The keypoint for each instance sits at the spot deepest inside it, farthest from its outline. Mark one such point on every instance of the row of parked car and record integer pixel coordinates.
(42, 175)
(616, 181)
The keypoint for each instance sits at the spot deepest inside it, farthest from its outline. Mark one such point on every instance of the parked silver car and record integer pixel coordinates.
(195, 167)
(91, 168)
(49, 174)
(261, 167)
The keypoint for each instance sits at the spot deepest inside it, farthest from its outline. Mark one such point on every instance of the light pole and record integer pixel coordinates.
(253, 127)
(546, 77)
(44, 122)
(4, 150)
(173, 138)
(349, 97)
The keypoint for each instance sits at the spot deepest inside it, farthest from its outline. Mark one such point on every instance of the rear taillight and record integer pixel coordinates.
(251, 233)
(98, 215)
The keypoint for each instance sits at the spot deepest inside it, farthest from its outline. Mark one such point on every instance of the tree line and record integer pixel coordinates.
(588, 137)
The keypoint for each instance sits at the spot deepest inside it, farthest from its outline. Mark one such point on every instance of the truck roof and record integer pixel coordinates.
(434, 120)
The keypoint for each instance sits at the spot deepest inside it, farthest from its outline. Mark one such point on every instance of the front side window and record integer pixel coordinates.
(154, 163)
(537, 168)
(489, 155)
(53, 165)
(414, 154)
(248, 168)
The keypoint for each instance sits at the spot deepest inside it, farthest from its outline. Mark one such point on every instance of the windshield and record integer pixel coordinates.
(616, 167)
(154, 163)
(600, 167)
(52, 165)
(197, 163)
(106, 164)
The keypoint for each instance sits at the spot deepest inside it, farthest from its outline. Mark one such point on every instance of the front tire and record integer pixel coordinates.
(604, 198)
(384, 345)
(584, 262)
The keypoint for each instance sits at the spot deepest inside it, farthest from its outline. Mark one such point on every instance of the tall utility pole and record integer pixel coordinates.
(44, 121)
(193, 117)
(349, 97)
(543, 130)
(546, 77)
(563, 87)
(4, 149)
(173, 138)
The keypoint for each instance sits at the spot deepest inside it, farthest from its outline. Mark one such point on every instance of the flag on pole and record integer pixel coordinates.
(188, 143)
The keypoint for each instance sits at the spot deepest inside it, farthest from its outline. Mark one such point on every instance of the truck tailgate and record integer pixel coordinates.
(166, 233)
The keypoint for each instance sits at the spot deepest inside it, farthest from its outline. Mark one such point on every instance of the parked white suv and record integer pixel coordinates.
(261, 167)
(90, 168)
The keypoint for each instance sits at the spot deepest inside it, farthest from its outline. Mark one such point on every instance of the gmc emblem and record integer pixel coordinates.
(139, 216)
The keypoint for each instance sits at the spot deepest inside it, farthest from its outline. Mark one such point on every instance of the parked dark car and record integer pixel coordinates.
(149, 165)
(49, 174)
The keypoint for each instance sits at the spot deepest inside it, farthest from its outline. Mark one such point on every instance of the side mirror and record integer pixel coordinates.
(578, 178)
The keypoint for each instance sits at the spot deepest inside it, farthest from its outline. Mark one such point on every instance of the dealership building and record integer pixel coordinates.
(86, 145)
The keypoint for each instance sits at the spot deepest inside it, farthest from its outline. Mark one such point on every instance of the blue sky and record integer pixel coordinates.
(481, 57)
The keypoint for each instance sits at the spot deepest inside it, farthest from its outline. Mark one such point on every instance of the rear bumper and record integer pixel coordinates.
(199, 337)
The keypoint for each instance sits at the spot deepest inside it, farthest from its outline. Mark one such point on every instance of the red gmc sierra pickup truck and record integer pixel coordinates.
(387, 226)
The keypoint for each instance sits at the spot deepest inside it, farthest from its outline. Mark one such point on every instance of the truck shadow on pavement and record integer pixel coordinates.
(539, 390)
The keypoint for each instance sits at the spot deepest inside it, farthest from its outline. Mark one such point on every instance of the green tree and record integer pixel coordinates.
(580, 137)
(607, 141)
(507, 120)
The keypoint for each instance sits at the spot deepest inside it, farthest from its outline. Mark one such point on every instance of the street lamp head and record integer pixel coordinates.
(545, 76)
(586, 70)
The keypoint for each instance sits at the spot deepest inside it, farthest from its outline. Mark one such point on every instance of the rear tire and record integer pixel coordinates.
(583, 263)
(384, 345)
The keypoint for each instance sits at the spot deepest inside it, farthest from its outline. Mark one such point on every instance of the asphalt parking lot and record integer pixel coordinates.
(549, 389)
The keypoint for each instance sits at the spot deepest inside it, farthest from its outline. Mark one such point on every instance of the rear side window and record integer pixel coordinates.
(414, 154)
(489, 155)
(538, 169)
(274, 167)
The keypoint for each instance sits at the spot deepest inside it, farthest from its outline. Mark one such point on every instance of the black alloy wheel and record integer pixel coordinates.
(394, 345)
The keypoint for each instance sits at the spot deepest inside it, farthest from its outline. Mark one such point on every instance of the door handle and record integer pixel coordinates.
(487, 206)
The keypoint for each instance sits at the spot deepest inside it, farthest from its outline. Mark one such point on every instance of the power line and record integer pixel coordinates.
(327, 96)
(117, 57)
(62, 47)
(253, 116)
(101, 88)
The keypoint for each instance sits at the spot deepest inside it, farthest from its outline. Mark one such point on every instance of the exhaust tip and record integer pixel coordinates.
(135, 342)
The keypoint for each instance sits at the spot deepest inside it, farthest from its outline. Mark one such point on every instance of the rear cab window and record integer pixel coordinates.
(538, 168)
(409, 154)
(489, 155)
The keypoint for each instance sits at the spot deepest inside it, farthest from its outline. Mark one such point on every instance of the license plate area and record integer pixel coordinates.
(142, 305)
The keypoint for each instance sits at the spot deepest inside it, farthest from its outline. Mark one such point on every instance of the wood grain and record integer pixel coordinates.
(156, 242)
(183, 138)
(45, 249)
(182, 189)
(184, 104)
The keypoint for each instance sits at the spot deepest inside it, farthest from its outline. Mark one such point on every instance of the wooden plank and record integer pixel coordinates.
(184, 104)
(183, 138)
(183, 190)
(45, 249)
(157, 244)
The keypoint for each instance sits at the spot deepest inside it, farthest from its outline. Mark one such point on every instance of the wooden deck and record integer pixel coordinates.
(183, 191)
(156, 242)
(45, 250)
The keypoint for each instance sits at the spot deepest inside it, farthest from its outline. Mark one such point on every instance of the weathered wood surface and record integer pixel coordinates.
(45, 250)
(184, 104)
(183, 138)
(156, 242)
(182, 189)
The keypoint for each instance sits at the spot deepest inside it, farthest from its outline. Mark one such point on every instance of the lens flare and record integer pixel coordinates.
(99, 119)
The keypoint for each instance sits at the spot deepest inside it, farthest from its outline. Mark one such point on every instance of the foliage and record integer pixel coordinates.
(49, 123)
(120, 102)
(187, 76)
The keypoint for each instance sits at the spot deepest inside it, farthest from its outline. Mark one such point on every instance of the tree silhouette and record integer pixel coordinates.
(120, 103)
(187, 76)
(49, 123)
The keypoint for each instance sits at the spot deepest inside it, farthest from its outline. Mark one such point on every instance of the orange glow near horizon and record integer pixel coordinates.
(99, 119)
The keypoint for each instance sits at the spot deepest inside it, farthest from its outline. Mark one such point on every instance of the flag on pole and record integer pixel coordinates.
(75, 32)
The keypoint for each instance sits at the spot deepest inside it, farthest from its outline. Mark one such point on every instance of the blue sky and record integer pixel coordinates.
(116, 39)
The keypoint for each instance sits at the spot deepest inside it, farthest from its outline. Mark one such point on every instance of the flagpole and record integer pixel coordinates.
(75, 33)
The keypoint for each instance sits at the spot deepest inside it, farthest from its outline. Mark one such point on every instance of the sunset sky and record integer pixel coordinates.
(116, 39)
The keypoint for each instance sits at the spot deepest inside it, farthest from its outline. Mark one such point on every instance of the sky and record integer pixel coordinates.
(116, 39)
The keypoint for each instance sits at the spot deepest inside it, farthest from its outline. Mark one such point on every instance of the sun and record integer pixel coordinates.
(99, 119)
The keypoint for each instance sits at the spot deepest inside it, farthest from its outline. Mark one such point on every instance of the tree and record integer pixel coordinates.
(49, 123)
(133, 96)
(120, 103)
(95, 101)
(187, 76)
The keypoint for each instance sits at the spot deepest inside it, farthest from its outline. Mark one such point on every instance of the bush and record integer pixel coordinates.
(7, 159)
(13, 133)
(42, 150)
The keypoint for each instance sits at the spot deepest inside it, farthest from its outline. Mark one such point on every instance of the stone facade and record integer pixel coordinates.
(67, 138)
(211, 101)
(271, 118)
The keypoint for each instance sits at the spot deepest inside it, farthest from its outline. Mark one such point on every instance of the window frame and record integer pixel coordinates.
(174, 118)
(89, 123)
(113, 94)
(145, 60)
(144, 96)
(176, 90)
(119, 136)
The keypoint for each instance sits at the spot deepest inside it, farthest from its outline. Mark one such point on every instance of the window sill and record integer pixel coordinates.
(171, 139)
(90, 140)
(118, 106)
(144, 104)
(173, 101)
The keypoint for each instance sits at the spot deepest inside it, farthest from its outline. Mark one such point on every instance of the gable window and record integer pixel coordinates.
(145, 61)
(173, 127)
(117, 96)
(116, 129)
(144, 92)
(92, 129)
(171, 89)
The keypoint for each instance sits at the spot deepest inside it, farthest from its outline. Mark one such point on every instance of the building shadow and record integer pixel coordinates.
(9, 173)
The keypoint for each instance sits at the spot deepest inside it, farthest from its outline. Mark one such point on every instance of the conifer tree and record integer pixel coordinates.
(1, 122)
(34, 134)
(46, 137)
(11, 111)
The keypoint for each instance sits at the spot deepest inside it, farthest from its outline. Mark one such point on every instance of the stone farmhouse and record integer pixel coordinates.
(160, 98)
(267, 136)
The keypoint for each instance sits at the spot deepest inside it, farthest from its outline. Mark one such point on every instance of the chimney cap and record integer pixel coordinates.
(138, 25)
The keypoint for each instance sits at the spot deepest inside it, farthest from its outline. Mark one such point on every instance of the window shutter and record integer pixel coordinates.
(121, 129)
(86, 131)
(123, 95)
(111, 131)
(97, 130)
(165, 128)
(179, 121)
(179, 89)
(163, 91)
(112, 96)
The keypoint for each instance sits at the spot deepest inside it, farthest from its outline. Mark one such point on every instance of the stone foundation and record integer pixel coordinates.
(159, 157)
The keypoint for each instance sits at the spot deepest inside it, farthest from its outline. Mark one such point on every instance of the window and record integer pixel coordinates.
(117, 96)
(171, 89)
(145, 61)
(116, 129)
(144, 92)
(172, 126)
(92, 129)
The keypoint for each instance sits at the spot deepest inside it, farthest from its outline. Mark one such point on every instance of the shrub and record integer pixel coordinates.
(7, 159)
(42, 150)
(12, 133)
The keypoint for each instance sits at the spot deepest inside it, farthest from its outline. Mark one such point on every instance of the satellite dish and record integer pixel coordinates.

::::::

Exercise brief:
Reproduce the material above word for word, from the line containing "the window and record integer pixel coordinates." through the final line of the material, both included.

Task answer:
The keypoint for each instance sits at the spot deepest inside it, farthest from its outline. Mark one such point on every instance of the window and record integer pixel coordinates.
(117, 96)
(171, 89)
(145, 61)
(116, 129)
(144, 92)
(172, 126)
(92, 129)
The keypoint for each instance sits at the spot deepest inside it, farthest from its outline. Mark one such point on every instance of the shrub and record integer pixel coordinates.
(7, 159)
(42, 150)
(12, 133)
The keypoint for each instance sits at the spot deepest inside it, farthest from its outline. Mark one such point on every instance of the satellite dish and record integer pixel coordinates.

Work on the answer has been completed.